• **Required work**: Reproduce every line of the material below word for word, leaving out the pictures.

--- start Task input ---

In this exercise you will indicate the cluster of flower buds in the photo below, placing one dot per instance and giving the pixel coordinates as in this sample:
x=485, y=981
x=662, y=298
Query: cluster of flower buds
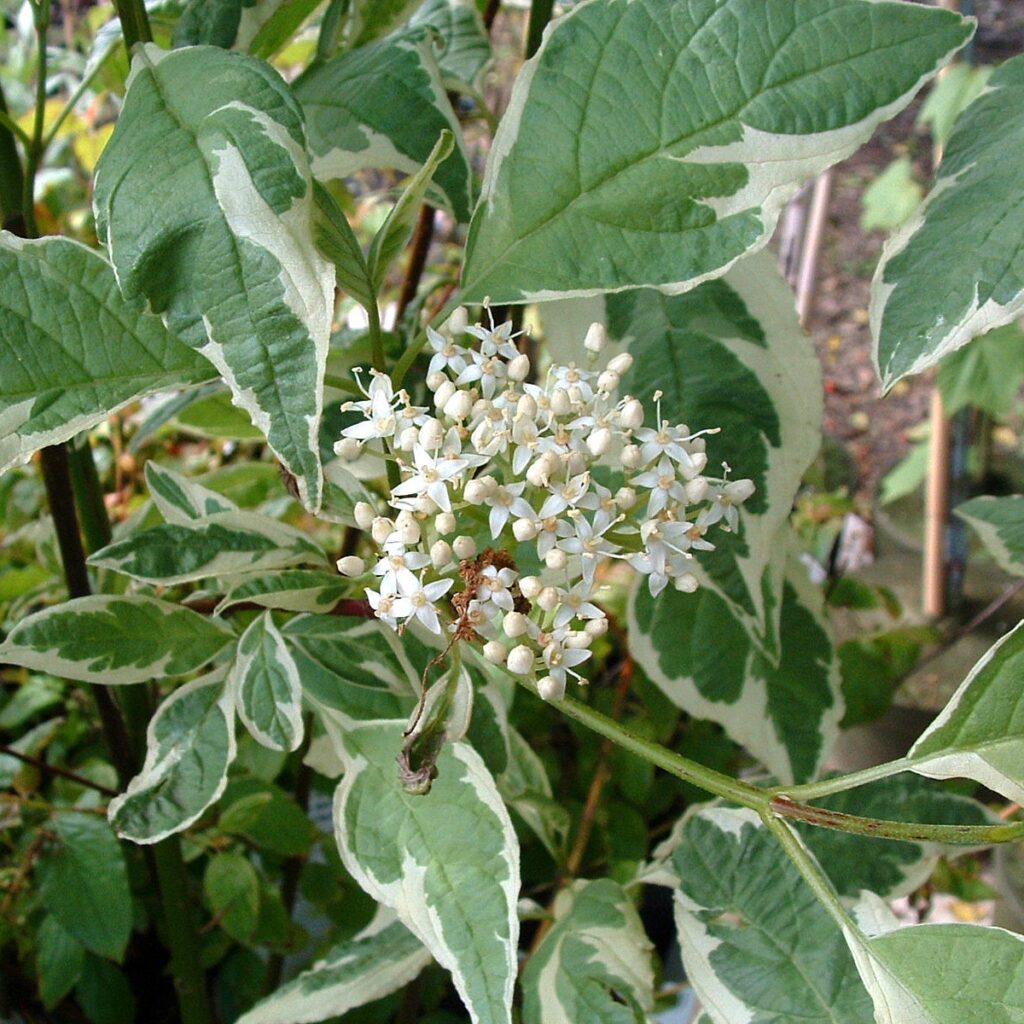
x=501, y=458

--- end Task input ---

• **Solution for this exercise**:
In this exercise you will indicate the cluster of flower buds in the photo below, placing one dot per instance and giving the pixel coordinates as in this sample:
x=485, y=981
x=662, y=298
Query: cluster of flower buds
x=501, y=458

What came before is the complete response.